== DATA FOR THIS EXERCISE ==
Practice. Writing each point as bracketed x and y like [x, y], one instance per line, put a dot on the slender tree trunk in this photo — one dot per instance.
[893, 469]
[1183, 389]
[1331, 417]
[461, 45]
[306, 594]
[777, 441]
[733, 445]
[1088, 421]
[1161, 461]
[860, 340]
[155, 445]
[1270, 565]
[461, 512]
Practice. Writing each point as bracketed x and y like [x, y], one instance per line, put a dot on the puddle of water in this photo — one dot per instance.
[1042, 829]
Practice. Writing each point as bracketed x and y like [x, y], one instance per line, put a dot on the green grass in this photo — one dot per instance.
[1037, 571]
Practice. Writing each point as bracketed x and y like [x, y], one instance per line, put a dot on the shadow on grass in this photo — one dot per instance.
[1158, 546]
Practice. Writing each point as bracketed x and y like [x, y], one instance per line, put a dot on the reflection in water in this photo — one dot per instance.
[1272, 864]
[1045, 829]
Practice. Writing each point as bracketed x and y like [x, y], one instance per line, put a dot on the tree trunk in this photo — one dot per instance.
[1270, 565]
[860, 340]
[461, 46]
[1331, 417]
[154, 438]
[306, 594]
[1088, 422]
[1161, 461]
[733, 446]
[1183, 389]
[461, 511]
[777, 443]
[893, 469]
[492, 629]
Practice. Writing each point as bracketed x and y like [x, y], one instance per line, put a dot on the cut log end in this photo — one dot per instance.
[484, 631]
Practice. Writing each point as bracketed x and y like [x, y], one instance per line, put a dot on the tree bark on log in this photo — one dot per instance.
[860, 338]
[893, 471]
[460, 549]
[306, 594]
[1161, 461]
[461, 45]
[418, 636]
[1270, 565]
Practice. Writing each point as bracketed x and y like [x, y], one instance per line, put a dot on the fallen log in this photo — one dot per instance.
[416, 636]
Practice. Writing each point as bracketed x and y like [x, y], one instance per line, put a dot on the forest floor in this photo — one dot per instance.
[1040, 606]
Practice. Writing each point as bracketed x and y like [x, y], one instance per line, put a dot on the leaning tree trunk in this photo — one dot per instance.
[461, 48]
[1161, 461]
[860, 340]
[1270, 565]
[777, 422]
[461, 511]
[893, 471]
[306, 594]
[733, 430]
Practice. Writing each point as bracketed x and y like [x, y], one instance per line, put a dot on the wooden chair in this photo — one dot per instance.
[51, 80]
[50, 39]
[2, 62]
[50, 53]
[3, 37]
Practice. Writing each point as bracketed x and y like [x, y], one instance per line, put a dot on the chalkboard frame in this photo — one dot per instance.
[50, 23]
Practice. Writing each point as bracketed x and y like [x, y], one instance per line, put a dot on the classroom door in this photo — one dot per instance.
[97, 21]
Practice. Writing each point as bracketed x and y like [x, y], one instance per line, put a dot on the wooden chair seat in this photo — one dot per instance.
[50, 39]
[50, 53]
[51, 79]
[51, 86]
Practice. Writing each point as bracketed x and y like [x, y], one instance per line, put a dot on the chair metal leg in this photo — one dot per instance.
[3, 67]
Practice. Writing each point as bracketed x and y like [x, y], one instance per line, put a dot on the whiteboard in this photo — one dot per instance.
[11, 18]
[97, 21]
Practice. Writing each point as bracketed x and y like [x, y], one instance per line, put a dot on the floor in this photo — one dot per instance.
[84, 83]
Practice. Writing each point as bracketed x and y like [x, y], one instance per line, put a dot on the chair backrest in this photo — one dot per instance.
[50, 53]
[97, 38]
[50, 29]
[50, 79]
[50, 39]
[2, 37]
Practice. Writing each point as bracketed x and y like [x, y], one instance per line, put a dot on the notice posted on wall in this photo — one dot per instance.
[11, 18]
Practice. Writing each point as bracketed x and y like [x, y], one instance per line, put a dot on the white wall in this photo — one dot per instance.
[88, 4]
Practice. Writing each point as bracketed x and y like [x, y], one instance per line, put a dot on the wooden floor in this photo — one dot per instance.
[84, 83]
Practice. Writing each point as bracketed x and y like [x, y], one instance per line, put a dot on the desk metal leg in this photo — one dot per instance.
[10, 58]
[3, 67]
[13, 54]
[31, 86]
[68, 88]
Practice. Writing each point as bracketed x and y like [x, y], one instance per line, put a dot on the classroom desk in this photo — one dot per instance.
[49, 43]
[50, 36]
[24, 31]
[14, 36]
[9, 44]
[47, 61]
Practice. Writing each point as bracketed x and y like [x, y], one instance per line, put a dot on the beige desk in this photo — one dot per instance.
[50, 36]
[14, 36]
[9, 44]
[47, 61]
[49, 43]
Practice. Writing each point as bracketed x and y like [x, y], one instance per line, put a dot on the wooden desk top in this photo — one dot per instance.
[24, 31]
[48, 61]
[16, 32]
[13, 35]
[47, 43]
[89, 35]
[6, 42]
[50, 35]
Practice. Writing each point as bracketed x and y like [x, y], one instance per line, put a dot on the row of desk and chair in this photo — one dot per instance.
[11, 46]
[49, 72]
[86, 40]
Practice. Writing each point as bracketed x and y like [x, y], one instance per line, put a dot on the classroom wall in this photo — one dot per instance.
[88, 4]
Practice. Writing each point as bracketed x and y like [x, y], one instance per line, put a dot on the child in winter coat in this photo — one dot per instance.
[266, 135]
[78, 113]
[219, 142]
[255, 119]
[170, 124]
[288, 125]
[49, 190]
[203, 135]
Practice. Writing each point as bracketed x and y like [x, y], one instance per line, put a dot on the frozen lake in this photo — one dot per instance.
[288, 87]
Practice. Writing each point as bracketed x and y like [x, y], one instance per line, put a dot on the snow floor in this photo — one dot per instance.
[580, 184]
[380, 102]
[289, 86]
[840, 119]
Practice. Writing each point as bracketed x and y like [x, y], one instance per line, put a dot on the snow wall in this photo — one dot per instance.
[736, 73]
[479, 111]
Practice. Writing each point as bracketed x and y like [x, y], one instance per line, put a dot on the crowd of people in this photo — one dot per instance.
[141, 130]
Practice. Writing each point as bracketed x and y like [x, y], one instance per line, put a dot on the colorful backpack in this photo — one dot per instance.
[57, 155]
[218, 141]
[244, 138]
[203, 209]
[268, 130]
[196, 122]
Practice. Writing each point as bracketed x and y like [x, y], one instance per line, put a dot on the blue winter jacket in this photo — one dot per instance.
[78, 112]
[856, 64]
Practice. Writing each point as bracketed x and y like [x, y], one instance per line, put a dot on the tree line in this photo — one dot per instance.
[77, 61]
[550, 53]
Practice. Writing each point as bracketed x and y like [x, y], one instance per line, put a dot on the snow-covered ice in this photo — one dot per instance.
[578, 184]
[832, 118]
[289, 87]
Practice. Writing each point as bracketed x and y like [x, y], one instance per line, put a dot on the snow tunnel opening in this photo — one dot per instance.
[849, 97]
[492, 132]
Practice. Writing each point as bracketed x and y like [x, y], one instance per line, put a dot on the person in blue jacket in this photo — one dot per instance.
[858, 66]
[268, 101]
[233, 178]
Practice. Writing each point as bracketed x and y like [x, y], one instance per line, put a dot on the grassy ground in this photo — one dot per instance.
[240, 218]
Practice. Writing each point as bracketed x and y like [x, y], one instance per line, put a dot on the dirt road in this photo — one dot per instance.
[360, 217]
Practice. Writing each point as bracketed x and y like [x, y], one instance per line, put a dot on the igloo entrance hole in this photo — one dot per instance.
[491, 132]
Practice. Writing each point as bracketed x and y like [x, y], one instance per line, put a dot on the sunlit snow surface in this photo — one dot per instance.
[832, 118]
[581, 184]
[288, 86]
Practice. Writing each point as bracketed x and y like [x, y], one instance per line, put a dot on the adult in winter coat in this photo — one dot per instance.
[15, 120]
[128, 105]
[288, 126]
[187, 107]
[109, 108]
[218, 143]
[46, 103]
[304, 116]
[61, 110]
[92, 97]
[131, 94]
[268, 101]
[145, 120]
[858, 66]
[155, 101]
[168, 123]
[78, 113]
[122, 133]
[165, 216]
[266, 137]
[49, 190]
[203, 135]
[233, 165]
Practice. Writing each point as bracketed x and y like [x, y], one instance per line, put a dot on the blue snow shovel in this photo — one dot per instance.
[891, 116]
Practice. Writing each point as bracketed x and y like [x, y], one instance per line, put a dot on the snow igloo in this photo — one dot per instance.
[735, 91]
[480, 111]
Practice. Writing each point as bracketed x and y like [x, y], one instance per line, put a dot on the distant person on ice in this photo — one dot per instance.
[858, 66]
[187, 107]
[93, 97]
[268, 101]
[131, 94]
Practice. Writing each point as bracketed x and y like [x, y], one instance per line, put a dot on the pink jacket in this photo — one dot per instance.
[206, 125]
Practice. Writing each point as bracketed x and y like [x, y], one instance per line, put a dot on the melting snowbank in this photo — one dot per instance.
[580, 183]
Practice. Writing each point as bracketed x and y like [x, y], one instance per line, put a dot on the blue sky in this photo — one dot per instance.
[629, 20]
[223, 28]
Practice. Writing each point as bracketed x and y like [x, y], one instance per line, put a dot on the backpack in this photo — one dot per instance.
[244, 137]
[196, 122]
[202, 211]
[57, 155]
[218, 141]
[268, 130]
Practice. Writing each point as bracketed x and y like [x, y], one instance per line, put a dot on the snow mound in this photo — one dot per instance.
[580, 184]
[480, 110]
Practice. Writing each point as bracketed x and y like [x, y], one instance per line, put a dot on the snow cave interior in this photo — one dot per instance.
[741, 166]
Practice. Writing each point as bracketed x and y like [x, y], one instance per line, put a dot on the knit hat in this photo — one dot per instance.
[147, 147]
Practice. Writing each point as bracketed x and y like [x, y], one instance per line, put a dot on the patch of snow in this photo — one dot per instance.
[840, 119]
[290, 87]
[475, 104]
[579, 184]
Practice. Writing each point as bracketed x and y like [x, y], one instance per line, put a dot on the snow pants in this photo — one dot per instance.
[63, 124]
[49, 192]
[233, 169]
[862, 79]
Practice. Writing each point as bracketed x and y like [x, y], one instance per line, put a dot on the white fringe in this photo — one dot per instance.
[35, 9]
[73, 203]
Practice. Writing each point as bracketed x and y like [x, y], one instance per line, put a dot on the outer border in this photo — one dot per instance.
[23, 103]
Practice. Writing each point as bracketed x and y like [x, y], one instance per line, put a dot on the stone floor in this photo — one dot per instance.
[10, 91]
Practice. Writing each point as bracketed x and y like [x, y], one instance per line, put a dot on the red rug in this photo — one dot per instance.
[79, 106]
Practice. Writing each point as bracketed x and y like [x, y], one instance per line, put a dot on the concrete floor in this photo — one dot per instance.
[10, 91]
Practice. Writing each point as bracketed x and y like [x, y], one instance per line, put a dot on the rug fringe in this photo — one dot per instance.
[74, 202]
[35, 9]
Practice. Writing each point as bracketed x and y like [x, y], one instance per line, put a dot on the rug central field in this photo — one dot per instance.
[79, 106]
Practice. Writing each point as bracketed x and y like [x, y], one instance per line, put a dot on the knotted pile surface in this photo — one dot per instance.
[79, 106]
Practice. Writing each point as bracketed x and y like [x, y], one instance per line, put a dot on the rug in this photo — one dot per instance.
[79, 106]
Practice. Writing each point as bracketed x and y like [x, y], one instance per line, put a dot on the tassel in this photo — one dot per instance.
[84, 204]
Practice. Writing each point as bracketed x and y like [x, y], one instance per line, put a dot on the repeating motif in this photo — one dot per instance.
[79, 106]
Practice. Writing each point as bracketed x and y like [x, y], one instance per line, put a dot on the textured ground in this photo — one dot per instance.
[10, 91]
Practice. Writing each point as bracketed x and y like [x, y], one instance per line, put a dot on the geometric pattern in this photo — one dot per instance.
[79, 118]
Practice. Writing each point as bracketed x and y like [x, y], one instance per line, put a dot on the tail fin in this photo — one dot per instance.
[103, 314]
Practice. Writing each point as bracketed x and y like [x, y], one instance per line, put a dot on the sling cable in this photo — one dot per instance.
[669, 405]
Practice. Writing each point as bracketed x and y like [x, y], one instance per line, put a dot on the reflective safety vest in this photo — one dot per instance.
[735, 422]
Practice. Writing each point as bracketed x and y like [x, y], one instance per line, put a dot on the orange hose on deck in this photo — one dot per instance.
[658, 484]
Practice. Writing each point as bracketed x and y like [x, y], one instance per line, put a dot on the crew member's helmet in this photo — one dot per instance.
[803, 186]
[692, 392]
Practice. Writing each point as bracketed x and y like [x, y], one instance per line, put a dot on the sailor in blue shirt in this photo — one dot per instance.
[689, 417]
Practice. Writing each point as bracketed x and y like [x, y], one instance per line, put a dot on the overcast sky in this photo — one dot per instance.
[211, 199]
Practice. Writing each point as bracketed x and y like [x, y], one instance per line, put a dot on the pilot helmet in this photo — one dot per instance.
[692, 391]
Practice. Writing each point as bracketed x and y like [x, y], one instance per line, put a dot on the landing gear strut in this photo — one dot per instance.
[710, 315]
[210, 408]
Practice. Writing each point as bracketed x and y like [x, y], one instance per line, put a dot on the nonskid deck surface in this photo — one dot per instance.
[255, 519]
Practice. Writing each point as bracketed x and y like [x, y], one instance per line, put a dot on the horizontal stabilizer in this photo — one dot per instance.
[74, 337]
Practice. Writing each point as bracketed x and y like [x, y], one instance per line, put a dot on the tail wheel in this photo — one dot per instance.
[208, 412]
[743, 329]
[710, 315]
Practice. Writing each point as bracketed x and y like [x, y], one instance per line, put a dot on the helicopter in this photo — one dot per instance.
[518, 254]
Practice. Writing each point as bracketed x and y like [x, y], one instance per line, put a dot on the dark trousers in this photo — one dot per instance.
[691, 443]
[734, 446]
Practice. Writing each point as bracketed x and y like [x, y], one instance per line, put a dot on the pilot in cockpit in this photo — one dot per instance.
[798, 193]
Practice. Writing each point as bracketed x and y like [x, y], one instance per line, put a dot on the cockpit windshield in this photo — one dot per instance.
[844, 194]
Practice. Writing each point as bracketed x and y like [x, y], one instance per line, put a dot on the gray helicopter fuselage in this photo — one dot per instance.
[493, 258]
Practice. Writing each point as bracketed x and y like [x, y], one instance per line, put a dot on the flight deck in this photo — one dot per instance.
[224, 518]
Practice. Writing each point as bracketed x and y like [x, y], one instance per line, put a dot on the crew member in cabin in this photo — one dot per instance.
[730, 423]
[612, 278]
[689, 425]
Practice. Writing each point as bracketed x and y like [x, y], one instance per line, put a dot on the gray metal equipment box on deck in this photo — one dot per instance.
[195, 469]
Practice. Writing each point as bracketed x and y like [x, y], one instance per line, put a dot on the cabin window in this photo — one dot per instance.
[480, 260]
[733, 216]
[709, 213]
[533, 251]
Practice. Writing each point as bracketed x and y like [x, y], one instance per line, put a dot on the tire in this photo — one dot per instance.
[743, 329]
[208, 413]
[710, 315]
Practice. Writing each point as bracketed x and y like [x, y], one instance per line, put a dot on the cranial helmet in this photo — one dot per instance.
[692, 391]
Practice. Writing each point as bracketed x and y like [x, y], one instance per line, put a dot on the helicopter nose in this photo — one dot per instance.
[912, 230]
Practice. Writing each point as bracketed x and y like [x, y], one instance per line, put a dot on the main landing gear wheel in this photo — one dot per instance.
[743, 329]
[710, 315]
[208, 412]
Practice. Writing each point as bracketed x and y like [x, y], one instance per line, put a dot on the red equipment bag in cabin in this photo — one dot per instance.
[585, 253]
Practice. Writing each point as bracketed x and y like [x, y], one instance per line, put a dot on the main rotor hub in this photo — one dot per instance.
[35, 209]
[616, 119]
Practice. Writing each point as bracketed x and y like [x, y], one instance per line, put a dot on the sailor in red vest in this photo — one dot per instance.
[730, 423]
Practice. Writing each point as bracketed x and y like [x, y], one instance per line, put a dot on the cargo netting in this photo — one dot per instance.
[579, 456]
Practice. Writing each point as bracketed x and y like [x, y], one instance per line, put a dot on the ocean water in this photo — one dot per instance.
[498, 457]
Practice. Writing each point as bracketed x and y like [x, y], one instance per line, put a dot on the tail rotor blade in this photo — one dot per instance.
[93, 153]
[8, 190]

== WHAT IS ASKED ==
From the line holding "the helicopter nose" down to the final line above, quote every line exactly and only those lines.

== FINAL RESULT ==
Practice. Writing each point as bracketed x and y like [x, y], one instance per line, put a dot on the helicopter nose in this photo — one dot per instance.
[912, 230]
Practice. Writing each point as bracketed x and y like [x, y], one instance per line, put a dot on the main landing gear wheel in this photo — one dot per instance.
[743, 329]
[710, 315]
[208, 412]
Practice. Writing each point as bracketed x and y like [x, y], one instance per line, put a dot on the red equipment bag in cabin in this photo — one dot per instance.
[585, 253]
Practice. Writing each point as bracketed x and y like [x, y], one instance per line, put a dot on the main rotor hub in this photo — one dot per instance.
[35, 209]
[616, 119]
Practice. Writing each point as bracketed x and y like [x, y], one instance per line, put a dot on the sailor in red vest in this photo — one dot per instance.
[730, 423]
Practice. Writing each point as bracketed x and y like [x, y], one instance per line, put a dot on the cargo netting in this photo — one dot per instance.
[579, 456]
Practice. Writing each point as bracketed x and y like [x, y], one instance per line, put a dot on the ocean water in this photo — one dot per instance.
[498, 457]
Practice. Writing each point as bracketed x and y like [x, y], one instance per line, put a dot on the tail rotor blade in this photo — one dot per instance.
[93, 153]
[8, 190]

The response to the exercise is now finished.